The answer must consist of every line below that holds the word "response".
══ Given information
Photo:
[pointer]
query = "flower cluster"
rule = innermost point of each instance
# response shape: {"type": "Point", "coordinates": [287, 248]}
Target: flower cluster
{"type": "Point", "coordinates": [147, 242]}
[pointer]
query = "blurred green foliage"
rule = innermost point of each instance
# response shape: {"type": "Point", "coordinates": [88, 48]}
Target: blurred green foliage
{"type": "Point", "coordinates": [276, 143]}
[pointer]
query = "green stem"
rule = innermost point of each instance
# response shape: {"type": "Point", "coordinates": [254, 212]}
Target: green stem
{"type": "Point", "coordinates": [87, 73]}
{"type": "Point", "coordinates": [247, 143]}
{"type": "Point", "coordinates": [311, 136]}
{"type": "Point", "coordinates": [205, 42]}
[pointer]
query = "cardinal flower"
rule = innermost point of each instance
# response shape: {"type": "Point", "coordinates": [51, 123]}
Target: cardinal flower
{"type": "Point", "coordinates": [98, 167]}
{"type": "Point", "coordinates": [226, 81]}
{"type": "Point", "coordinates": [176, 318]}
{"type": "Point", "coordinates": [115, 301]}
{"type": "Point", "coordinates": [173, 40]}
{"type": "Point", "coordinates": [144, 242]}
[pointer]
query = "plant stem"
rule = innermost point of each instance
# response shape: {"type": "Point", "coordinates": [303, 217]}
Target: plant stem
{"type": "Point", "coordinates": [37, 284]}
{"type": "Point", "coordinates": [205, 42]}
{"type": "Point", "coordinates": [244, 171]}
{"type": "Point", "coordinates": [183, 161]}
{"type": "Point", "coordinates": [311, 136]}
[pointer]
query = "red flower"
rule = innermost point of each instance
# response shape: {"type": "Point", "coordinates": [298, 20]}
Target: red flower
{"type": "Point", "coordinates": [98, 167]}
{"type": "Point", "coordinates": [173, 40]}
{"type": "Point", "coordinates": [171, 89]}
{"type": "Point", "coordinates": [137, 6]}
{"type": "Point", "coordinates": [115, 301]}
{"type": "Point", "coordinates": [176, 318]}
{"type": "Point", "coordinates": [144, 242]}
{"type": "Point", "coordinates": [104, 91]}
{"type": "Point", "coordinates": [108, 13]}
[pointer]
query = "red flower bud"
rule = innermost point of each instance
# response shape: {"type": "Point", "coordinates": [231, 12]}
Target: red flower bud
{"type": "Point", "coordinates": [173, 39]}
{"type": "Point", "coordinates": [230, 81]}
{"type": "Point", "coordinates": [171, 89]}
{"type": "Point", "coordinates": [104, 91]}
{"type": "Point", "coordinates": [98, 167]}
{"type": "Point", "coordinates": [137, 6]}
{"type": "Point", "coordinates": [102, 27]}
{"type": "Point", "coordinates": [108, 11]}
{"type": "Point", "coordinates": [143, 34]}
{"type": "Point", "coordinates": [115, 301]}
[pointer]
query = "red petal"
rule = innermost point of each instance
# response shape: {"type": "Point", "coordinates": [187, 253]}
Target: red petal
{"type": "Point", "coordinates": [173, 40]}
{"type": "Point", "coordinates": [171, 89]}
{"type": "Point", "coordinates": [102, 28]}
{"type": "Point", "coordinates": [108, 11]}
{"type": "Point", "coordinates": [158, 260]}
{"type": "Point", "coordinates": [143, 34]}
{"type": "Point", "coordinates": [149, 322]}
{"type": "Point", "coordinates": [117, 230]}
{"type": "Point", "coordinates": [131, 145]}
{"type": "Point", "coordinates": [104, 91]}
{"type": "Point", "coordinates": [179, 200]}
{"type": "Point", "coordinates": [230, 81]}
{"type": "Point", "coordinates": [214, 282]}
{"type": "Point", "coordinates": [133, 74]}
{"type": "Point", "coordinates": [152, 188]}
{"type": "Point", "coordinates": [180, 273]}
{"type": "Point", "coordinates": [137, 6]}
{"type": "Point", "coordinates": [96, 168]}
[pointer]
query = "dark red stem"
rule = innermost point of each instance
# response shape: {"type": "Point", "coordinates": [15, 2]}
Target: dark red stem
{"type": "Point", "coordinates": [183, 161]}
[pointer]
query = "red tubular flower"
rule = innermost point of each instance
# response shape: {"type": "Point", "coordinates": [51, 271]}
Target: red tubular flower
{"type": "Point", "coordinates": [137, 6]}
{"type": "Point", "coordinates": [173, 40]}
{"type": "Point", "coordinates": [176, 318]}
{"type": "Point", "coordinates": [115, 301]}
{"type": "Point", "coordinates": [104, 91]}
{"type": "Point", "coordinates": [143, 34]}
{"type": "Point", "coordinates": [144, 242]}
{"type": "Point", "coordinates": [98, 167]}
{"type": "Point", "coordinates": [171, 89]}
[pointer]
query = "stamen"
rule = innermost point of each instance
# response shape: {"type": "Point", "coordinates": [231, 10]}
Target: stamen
════
* Solution to this problem:
# response shape: {"type": "Point", "coordinates": [287, 248]}
# response shape: {"type": "Point", "coordinates": [88, 48]}
# response shape: {"type": "Point", "coordinates": [254, 212]}
# response shape: {"type": "Point", "coordinates": [51, 123]}
# response shape: {"type": "Point", "coordinates": [303, 217]}
# response shape: {"type": "Point", "coordinates": [298, 20]}
# response shape: {"type": "Point", "coordinates": [231, 12]}
# response shape: {"type": "Point", "coordinates": [187, 253]}
# response shape: {"type": "Point", "coordinates": [15, 2]}
# response shape: {"type": "Point", "coordinates": [51, 271]}
# response shape: {"type": "Point", "coordinates": [231, 10]}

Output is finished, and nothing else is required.